> TASK DIRECTIONS: Please turn every line of the items below into a numbered list, skipping any blank lines. Leave the pictures out of your answer.

======

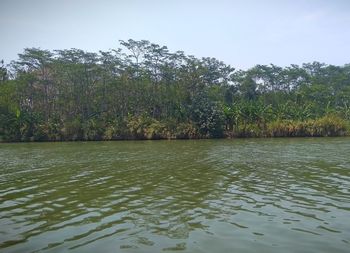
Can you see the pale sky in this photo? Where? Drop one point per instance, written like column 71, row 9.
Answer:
column 241, row 33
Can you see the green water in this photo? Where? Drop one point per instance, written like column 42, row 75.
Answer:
column 252, row 195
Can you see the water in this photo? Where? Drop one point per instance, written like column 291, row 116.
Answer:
column 252, row 195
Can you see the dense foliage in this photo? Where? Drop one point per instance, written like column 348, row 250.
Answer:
column 143, row 91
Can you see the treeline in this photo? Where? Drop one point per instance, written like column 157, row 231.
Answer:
column 143, row 91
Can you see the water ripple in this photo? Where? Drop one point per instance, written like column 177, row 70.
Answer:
column 192, row 196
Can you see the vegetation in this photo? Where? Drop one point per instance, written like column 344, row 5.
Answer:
column 143, row 91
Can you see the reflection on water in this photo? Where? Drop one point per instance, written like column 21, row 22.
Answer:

======

> OUTPUT FOR THIS TASK:
1. Can you see the pale sky in this photo? Where? Drop one point per instance, written like column 71, row 9.
2. Answer:
3. column 241, row 33
4. Can you see the green water in this photo? Where? Drop one point per instance, written like column 42, row 75.
5. Answer:
6. column 252, row 195
7. Can you see the water in this photo? Where? Drop one point per instance, written like column 291, row 116.
8. Answer:
9. column 252, row 195
10. Can you see the dense foliage in this photo? Where? Drop one point per instance, written like column 348, row 250.
11. Answer:
12. column 143, row 91
13. Can you see the treeline in this photo? Where? Drop one point per instance, written like column 157, row 231.
14. Answer:
15. column 143, row 91
16. Can you see the water ripple in this photo? Where? Drop one point per instance, written like column 177, row 70.
17. Answer:
18. column 192, row 196
19. Can you see the vegetation in this photo? Where? Drop one point per instance, written like column 344, row 5.
20. Answer:
21. column 143, row 91
22. Can you see the reflection on water in this photo? Where? Drop one point per instance, written like column 21, row 22.
23. Answer:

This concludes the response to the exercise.